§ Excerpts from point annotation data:
***
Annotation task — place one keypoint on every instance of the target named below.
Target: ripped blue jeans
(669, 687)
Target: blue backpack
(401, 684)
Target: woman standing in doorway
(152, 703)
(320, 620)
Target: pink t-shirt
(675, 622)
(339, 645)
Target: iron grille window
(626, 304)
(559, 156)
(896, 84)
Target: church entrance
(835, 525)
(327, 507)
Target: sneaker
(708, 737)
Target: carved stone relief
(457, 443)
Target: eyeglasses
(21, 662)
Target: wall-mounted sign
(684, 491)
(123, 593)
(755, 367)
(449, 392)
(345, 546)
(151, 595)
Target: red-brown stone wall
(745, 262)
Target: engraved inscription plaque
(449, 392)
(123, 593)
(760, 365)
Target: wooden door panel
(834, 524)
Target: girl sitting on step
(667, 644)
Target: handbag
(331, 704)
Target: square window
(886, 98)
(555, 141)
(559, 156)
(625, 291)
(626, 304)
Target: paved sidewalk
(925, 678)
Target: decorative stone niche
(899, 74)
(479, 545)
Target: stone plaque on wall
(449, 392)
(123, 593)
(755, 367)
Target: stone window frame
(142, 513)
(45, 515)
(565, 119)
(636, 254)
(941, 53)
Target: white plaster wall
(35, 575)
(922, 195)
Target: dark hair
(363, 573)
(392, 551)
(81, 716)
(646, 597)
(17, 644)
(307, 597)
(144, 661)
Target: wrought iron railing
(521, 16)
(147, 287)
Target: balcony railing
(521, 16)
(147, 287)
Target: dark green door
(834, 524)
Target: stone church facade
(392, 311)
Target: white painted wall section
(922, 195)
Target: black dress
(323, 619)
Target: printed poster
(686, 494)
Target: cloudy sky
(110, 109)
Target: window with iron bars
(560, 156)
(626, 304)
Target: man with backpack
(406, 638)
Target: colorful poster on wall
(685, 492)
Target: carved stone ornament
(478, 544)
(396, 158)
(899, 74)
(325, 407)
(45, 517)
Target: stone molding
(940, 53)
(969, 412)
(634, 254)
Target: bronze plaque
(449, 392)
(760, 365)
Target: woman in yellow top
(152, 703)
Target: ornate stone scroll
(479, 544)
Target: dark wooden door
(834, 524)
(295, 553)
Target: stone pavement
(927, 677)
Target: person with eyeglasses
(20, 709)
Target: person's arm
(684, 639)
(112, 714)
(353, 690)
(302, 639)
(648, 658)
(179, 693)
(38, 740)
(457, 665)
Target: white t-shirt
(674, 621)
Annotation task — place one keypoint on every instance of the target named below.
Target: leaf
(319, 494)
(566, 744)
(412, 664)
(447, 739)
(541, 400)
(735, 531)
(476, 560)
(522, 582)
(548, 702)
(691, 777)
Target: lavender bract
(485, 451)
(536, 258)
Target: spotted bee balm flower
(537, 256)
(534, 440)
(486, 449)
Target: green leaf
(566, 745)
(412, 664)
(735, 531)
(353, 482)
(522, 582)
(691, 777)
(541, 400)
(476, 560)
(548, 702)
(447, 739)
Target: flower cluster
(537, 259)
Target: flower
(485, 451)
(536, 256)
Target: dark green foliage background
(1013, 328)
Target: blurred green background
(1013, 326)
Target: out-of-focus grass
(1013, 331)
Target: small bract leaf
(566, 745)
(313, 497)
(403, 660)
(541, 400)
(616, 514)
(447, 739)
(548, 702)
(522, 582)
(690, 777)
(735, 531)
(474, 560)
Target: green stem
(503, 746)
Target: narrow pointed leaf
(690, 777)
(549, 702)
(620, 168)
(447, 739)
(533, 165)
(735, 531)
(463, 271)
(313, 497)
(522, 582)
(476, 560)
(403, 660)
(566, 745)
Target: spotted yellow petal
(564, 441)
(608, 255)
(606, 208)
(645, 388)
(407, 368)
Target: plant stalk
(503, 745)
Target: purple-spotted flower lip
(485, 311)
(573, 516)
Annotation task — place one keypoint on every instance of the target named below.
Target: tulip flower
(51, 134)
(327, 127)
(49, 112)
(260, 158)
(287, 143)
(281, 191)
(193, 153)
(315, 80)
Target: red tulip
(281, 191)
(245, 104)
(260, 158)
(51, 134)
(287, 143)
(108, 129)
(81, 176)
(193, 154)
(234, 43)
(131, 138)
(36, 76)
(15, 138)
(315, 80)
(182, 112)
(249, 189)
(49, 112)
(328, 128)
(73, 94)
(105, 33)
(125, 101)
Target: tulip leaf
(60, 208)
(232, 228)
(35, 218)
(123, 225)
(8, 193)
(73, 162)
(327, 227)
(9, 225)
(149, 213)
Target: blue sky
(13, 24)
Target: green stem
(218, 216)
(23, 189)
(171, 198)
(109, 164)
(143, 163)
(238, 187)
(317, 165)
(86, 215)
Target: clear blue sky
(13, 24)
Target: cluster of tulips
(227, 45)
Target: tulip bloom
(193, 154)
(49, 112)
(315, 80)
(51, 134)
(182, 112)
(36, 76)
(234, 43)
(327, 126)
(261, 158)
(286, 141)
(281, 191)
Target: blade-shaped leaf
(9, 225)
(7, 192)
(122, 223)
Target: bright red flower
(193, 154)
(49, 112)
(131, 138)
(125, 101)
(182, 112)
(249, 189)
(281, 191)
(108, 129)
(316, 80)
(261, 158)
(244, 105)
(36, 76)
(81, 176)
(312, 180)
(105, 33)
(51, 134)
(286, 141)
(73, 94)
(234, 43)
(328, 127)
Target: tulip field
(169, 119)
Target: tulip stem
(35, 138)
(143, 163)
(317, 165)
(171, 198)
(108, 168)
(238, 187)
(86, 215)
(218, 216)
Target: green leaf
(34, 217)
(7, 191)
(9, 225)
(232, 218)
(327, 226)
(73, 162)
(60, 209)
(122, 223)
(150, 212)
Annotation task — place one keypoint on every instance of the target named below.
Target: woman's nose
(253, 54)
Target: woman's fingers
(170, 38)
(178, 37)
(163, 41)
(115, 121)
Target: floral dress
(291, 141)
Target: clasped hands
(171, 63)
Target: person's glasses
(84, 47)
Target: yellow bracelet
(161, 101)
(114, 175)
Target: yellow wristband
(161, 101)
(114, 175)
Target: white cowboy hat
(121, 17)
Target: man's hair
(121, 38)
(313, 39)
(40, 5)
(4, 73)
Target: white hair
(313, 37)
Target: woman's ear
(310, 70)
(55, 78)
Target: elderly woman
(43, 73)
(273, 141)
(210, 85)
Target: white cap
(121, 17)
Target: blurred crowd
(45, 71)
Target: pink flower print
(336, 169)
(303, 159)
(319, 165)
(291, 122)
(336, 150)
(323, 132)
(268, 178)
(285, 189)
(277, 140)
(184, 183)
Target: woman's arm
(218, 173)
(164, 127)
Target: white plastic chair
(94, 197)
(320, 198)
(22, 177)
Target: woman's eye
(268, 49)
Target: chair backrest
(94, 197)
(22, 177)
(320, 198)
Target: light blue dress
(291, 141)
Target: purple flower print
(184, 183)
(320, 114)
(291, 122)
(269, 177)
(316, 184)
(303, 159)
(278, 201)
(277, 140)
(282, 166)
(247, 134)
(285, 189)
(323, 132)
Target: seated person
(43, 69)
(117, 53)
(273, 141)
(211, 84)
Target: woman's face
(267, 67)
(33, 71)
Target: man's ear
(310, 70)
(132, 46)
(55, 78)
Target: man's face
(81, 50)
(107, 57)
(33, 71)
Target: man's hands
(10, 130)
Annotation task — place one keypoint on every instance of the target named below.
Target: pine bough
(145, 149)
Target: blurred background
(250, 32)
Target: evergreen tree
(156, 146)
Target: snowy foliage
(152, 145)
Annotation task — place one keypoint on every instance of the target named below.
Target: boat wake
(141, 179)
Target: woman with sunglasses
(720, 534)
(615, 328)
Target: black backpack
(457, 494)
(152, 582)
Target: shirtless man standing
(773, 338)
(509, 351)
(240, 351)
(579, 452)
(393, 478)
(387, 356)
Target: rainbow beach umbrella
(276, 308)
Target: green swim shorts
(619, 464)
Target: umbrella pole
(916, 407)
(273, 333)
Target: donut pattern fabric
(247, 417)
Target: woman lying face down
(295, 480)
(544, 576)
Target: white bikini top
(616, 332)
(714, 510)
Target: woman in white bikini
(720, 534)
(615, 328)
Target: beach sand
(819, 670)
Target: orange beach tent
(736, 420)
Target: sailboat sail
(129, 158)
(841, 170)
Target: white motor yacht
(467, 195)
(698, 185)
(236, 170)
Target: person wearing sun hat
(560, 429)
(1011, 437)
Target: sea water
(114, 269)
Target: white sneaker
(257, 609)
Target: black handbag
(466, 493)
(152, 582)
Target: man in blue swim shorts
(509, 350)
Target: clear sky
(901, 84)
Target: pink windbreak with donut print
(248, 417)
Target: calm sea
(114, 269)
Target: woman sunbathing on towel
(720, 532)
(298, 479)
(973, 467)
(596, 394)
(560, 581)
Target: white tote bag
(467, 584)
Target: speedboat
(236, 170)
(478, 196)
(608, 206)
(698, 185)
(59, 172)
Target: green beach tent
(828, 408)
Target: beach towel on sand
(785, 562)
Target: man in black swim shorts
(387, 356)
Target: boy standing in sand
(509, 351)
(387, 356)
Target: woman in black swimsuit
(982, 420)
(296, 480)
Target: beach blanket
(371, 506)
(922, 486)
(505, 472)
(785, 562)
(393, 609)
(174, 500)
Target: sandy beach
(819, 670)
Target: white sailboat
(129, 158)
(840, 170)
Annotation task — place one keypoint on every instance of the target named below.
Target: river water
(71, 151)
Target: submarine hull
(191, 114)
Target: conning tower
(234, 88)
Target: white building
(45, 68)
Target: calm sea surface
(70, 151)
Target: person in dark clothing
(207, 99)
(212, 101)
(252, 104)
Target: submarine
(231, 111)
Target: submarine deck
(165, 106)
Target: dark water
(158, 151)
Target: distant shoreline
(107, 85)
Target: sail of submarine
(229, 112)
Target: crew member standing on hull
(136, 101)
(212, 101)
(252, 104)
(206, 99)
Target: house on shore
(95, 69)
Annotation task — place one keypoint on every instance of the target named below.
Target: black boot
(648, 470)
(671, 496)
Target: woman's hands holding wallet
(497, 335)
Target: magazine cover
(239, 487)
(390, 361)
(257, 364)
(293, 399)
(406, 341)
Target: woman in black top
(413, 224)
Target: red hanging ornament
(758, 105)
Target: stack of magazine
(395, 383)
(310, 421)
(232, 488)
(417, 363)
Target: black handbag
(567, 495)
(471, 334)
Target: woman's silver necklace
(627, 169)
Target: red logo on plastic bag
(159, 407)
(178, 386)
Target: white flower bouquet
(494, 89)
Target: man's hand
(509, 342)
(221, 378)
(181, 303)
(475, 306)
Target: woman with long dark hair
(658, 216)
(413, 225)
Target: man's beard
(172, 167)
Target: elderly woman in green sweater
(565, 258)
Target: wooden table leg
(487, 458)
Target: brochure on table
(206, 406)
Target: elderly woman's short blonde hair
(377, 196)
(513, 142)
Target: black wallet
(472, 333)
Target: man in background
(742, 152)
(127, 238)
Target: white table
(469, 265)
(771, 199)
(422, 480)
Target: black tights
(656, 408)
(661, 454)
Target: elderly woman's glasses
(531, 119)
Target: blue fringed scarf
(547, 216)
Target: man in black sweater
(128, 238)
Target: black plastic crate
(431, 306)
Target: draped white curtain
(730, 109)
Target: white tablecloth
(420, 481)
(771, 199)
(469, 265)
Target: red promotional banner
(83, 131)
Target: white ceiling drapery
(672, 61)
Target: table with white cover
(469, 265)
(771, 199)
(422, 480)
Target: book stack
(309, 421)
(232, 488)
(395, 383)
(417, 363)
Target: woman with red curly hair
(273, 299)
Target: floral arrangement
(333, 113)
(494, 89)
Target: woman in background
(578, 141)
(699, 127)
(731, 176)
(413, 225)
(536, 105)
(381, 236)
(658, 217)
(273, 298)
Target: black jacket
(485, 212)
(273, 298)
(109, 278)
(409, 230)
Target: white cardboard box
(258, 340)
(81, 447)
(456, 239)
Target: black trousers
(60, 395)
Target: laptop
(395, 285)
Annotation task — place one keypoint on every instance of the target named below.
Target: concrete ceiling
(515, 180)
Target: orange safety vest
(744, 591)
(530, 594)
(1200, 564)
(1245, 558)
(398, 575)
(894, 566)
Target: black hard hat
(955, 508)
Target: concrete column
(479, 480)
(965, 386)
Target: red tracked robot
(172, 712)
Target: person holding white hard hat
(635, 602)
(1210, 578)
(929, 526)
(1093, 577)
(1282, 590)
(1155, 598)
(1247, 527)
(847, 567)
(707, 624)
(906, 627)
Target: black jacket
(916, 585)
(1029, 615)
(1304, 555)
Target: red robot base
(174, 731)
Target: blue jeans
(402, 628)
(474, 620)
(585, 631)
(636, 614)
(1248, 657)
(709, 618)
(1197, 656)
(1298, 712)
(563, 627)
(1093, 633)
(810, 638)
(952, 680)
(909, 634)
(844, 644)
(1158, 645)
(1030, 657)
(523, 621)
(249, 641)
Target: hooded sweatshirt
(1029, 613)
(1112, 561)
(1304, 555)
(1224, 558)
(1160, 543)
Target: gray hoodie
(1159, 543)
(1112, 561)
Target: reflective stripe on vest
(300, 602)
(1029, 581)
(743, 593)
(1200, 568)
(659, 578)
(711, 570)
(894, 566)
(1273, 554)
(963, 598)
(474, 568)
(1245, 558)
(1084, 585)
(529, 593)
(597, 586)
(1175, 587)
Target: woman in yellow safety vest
***
§ WHAT NEEDS TO BE DONE: Write out again the lines of the records that run from the one containing "Target: orange safety vest" through the final line of the records, with both of those lines included.

§ TASK OUTPUT:
Target: orange safety vest
(744, 591)
(530, 594)
(1200, 564)
(1245, 558)
(398, 575)
(894, 566)
Target: black hard hat
(955, 508)
Target: concrete column
(479, 480)
(965, 386)
Target: red tracked robot
(172, 712)
Target: person holding white hard hat
(635, 602)
(1210, 578)
(929, 526)
(1093, 577)
(1282, 590)
(1155, 598)
(1247, 527)
(847, 567)
(707, 624)
(906, 627)
Target: black jacket
(916, 585)
(1029, 615)
(1304, 555)
Target: red robot base
(174, 731)
Target: blue jeans
(402, 628)
(474, 620)
(585, 631)
(636, 614)
(1248, 657)
(709, 618)
(1197, 656)
(1298, 712)
(563, 627)
(1093, 633)
(810, 638)
(952, 680)
(909, 634)
(844, 644)
(1158, 645)
(1030, 657)
(523, 621)
(249, 641)
Target: hooded sweatshirt
(1029, 613)
(1112, 561)
(1304, 555)
(1224, 558)
(1160, 543)
Target: gray hoodie
(1159, 543)
(1112, 561)
Target: reflective stripe on vest
(300, 602)
(1029, 581)
(743, 593)
(1200, 568)
(659, 578)
(711, 570)
(894, 566)
(1273, 554)
(963, 598)
(474, 568)
(1245, 558)
(1084, 585)
(529, 593)
(597, 586)
(1175, 587)
Target: woman in yellow safety vest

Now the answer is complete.